__Set task__: Rewrite the records below as a numbered list with no blank lines, and leave the pictures out.

__Record extracts__:
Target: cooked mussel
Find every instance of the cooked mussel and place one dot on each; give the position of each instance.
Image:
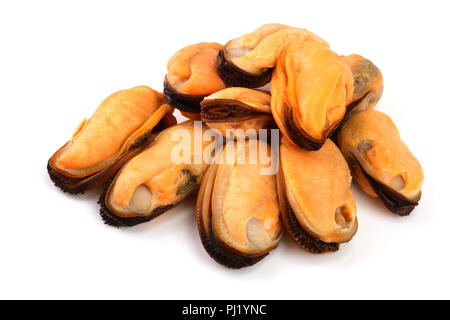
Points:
(237, 209)
(248, 61)
(154, 181)
(123, 123)
(311, 88)
(237, 111)
(380, 161)
(367, 82)
(317, 205)
(192, 75)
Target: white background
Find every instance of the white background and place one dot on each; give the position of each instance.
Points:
(60, 59)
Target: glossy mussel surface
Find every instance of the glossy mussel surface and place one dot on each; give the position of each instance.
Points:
(248, 61)
(156, 179)
(123, 123)
(192, 75)
(380, 161)
(317, 205)
(311, 88)
(367, 83)
(237, 209)
(237, 111)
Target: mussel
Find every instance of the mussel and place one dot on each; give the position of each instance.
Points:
(123, 123)
(380, 161)
(311, 88)
(367, 82)
(237, 208)
(248, 61)
(154, 181)
(192, 75)
(237, 111)
(317, 205)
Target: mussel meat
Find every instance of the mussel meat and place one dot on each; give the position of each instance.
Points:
(311, 88)
(367, 82)
(153, 181)
(317, 205)
(380, 161)
(237, 209)
(192, 75)
(237, 111)
(248, 61)
(121, 126)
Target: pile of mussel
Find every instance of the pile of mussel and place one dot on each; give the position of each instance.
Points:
(277, 77)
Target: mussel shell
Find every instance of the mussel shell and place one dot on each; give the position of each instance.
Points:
(295, 230)
(300, 137)
(236, 77)
(216, 248)
(79, 185)
(393, 200)
(114, 220)
(168, 182)
(303, 238)
(185, 102)
(226, 110)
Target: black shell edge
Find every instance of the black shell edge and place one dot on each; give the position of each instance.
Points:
(235, 77)
(304, 239)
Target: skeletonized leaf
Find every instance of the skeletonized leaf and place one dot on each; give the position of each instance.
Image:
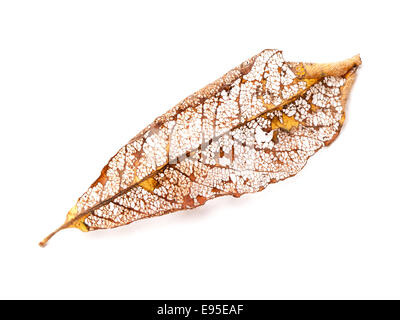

__Expected answer__:
1. Target: cooked mussel
2. Find every instance of the cooked mussel and place one dot on each; give the position of each instance.
3. Image:
4. Points:
5. (237, 209)
6. (248, 61)
7. (154, 181)
8. (123, 123)
9. (311, 88)
10. (237, 111)
11. (380, 161)
12. (367, 82)
13. (317, 205)
14. (192, 75)
15. Target: white background
16. Find every instance of the white background and place one dot on each; give the position of each instance.
17. Points:
18. (60, 59)
19. Target: glossy mussel surface
20. Find every instance of the glossy mussel surface and place one dot on each; give the position of each instance.
21. Points:
22. (248, 61)
23. (156, 179)
24. (123, 123)
25. (192, 75)
26. (380, 161)
27. (317, 205)
28. (311, 88)
29. (367, 83)
30. (237, 209)
31. (237, 111)
32. Target: mussel
33. Find every instance of the mussel and place one dot on each; give the position of each instance.
34. Points:
35. (123, 123)
36. (380, 161)
37. (311, 88)
38. (367, 82)
39. (237, 208)
40. (248, 61)
41. (154, 181)
42. (192, 75)
43. (237, 111)
44. (317, 205)
45. Target: mussel meat
46. Find every instance of the mussel meat and place one dot on each; give the position of each instance.
47. Points:
48. (311, 88)
49. (367, 82)
50. (153, 181)
51. (317, 205)
52. (380, 161)
53. (237, 209)
54. (192, 75)
55. (237, 111)
56. (248, 61)
57. (121, 126)
58. Target: pile of mussel
59. Find every instance of the pile of mussel and place one dot on each; give the position of each instance.
60. Points:
61. (277, 77)
62. Target: mussel shell
63. Find every instance of the mussel shell and place one dot on each; give the position of each instance.
64. Points:
65. (295, 230)
66. (300, 137)
67. (236, 77)
68. (216, 248)
69. (79, 185)
70. (393, 200)
71. (114, 220)
72. (168, 182)
73. (303, 238)
74. (185, 102)
75. (226, 110)
76. Target: black shell edge
77. Find every instance of the black shell edge and place one dot on each; give the position of each instance.
78. Points:
79. (235, 77)
80. (304, 239)
81. Target: skeletonized leaf
82. Find every instance of the skeletonized leaf and place one dot on each; give the position of each instance.
83. Image:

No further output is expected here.